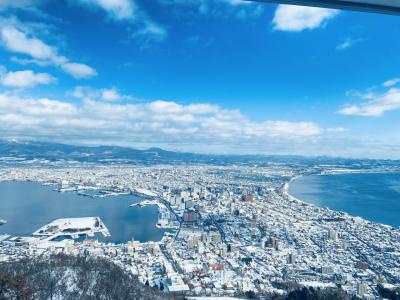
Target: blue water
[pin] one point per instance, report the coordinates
(29, 206)
(374, 197)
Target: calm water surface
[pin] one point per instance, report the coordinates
(375, 197)
(29, 206)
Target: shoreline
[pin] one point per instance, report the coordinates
(287, 194)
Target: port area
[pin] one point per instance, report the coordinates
(72, 227)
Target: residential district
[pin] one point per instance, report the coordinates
(232, 229)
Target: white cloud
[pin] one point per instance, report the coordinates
(299, 18)
(117, 9)
(88, 93)
(336, 129)
(222, 8)
(149, 33)
(347, 43)
(20, 4)
(391, 82)
(79, 71)
(17, 41)
(375, 104)
(25, 79)
(158, 122)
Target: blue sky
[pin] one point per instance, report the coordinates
(201, 75)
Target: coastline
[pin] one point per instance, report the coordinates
(286, 193)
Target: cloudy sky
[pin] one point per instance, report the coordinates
(212, 76)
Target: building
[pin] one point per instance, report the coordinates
(190, 216)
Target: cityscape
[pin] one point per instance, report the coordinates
(231, 229)
(199, 150)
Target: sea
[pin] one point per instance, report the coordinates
(372, 196)
(28, 206)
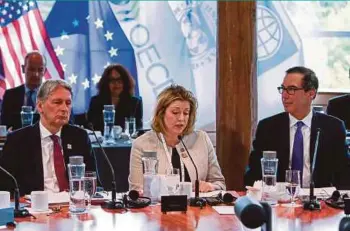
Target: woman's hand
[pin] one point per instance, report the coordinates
(206, 186)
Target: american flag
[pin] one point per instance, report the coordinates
(87, 37)
(21, 31)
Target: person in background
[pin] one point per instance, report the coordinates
(115, 87)
(175, 115)
(37, 155)
(24, 95)
(292, 134)
(340, 107)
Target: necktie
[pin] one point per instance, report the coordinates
(298, 150)
(59, 164)
(30, 101)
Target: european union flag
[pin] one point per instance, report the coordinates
(87, 37)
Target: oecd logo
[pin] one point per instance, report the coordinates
(269, 33)
(198, 25)
(128, 10)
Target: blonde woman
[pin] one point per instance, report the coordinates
(175, 115)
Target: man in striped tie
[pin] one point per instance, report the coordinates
(292, 134)
(38, 155)
(24, 95)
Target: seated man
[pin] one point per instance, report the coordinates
(340, 107)
(38, 155)
(25, 94)
(292, 134)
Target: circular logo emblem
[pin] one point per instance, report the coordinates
(269, 33)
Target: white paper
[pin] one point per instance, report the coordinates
(318, 192)
(224, 210)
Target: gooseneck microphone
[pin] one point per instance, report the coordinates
(113, 204)
(18, 212)
(196, 201)
(312, 203)
(254, 214)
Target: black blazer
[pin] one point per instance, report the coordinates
(340, 107)
(11, 108)
(127, 107)
(331, 167)
(22, 156)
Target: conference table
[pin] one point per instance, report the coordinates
(151, 218)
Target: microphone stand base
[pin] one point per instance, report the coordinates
(312, 205)
(113, 205)
(197, 202)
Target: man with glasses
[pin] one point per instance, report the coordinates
(292, 134)
(24, 95)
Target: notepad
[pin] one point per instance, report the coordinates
(224, 210)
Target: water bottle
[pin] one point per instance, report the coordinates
(76, 172)
(269, 164)
(151, 183)
(26, 116)
(108, 118)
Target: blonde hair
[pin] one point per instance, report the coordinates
(168, 96)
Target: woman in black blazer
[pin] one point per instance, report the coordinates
(116, 87)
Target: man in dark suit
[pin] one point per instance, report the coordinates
(38, 155)
(340, 107)
(25, 94)
(292, 134)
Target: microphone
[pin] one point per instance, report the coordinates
(344, 224)
(196, 201)
(312, 203)
(18, 212)
(253, 214)
(113, 204)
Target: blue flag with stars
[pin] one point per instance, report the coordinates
(87, 37)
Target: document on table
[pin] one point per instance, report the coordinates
(318, 192)
(224, 210)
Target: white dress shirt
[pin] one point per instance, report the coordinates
(50, 179)
(306, 131)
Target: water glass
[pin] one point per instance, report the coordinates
(108, 119)
(76, 173)
(293, 184)
(129, 128)
(90, 181)
(26, 116)
(172, 179)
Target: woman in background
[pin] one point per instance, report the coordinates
(116, 87)
(175, 116)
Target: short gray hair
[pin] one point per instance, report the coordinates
(49, 86)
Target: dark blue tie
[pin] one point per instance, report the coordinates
(298, 150)
(30, 101)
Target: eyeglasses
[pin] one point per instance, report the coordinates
(289, 90)
(114, 81)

■ ■ ■

- _What you will do_
Only the final stretch of the entries above is needed: print exactly the lines from the line containing "Target: woman in background" through the last one.

- _Response to the task_
Target: woman in background
[pin] one point per instance, report the coordinates
(116, 87)
(175, 116)
Target: short gray hair
[pin] one point per instance, report the coordinates
(49, 86)
Target: dark blue tie
[pin] one point per instance, report the coordinates
(298, 150)
(30, 101)
Target: eyeglasses
[pin] one point per instance, report the coordinates
(289, 90)
(114, 81)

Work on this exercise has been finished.